Text under study:
━━━

Immunoprecipitation and Western blotting.

Tissue extracts were prepared by homogenizing the tissues in buffer as reported (18). Immunoprecipitation was performed as described (18). Antibodies used in the Western blot analysis were obtained from Santa Cruz Biotechnology (insulin receptor, Akt) and Cell Signaling Technology (anti–phosphor-Thr308 of Akt, anti–phosphor-Thr172 of AMPK, anti–phosphor-Ser79 of acetyl-CoA carboxylase [ACC], anti-AMPKα, and anti-ACC).

Southern blot analysis.

Southern blot analysis using mouse tail genomic DNA was performed as reported (19).

Analytic procedures.

All animal experiments were performed according to the care of experimental animal guidelines from Emory University. Twelve-week-old female mice were fed with chow or HFD (Research Diets) for 20 weeks. Blood glucose level was measured by ACCU-CHEK Advantage Blood Glucose Meter (F. Hoffmann-La Roche, Basel, Switzerland). Serum insulin was measured by ELISA (Crystal Chem). Serum triglyceride level was measured by Serum Triglyceride Determination Kit (Sigma-Aldrich). Serum tumor necrosis factor-α (TNF-α) was measured by ELISA (BD Biosciences). Glucose tolerance test (GTT) was performed on mice after peritoneal injection of d-glucose (2 g/kg body wt).

In vivo insulin stimulation.

Animals (16 h fasting) were anesthetized by intraperitoneal administration of sodium pentobarbital (50 mg/kg body wt). Saline or 5 units human insulin (Eli Lilly) was injected through inferior vena cava. After 5 min, liver, hind limb muscles, and inguinal fat were removed and immediately frozen in liquid nitrogen.

PI 3-kinase assay.

In vitro PI 3-kinase assay was performed using anti-p110α (Santa Cruz Biotechnology) as described previously (8).

RT-PCR.

━━━

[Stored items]
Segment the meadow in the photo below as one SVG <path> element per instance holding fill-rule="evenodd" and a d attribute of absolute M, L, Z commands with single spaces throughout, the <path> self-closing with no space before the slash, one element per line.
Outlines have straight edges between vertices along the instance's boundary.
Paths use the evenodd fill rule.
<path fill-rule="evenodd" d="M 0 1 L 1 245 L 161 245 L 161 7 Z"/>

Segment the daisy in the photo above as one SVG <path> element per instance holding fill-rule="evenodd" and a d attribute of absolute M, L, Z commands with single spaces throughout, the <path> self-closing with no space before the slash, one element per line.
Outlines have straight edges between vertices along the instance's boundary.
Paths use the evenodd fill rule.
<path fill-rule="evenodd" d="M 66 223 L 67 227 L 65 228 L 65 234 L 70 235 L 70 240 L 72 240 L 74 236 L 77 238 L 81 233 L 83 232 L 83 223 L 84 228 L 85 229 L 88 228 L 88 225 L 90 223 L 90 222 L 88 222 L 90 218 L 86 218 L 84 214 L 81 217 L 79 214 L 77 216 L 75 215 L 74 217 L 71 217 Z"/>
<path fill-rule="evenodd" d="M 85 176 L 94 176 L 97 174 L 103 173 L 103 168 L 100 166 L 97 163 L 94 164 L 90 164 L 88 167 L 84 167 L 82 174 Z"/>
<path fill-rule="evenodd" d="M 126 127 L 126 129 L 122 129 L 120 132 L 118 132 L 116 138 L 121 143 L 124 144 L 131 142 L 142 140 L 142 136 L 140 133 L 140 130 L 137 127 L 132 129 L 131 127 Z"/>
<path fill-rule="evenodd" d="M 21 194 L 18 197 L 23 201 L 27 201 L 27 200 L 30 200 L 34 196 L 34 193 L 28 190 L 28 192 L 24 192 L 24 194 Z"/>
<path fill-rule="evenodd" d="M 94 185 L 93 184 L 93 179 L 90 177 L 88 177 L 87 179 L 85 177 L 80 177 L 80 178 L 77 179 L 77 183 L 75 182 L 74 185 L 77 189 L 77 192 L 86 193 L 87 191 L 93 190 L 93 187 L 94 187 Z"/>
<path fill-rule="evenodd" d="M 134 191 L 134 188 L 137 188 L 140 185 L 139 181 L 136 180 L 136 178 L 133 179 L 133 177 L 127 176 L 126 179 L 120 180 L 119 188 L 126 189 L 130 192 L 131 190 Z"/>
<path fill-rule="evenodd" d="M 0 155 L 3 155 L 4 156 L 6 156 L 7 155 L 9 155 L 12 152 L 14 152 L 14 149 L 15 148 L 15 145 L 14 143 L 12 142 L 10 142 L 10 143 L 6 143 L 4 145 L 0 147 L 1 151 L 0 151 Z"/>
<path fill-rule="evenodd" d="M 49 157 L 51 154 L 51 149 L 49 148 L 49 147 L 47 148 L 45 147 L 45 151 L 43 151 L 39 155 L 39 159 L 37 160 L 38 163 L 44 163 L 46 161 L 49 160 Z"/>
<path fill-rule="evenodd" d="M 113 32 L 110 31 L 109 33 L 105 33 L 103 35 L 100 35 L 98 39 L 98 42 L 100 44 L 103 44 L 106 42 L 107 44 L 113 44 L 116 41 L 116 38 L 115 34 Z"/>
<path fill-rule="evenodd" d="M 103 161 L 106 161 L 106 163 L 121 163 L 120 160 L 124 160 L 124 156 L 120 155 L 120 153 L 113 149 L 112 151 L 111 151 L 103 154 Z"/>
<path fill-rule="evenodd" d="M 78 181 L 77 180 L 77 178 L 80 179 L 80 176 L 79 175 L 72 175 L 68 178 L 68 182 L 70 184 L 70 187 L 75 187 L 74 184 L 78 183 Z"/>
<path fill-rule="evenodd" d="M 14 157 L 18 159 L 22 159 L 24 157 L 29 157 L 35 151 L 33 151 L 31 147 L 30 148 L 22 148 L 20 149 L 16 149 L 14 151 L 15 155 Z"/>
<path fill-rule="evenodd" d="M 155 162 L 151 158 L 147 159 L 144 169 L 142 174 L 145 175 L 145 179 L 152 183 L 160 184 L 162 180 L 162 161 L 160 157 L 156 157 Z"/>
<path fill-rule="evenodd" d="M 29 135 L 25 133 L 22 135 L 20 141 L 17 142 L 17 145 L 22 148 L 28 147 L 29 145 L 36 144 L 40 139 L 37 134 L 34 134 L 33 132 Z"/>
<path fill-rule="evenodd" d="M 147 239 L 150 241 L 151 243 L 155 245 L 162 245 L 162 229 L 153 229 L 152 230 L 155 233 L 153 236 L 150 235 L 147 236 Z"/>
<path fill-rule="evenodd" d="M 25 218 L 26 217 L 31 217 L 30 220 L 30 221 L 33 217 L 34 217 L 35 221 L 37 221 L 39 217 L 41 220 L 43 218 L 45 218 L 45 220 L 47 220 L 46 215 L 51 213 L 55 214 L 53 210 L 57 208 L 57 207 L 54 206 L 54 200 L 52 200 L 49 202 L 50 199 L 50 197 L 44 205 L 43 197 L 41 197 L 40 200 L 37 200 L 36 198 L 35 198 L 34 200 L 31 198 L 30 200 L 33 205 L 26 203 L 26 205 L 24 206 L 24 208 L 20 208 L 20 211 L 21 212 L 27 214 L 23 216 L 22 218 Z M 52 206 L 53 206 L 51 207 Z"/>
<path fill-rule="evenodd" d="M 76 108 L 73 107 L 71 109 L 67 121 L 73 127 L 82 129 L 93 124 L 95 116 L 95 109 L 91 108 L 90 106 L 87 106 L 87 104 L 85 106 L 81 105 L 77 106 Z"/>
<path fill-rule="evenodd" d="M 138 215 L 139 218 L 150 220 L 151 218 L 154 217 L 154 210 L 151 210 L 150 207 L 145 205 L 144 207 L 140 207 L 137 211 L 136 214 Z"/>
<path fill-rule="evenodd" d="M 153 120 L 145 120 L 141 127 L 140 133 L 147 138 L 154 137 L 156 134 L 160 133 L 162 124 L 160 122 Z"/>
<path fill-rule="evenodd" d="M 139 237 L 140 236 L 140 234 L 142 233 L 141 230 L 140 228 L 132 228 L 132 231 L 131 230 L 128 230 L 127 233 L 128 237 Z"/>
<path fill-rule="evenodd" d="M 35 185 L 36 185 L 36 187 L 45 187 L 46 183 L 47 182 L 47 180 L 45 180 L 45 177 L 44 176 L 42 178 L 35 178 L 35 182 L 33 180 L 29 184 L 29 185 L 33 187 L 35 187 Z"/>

━━━

Answer these questions from the methods text:
(a) How long were the twelve-week-old female mice fed chow or HFD?
(b) How many minutes after the saline or insulin injection were the tissues removed?
(c) Which antibody was used in the in vitro PI 3-kinase assay?

(a) 20 weeks.
(b) 5 minutes.
(c) Anti-p110α (Santa Cruz Biotechnology).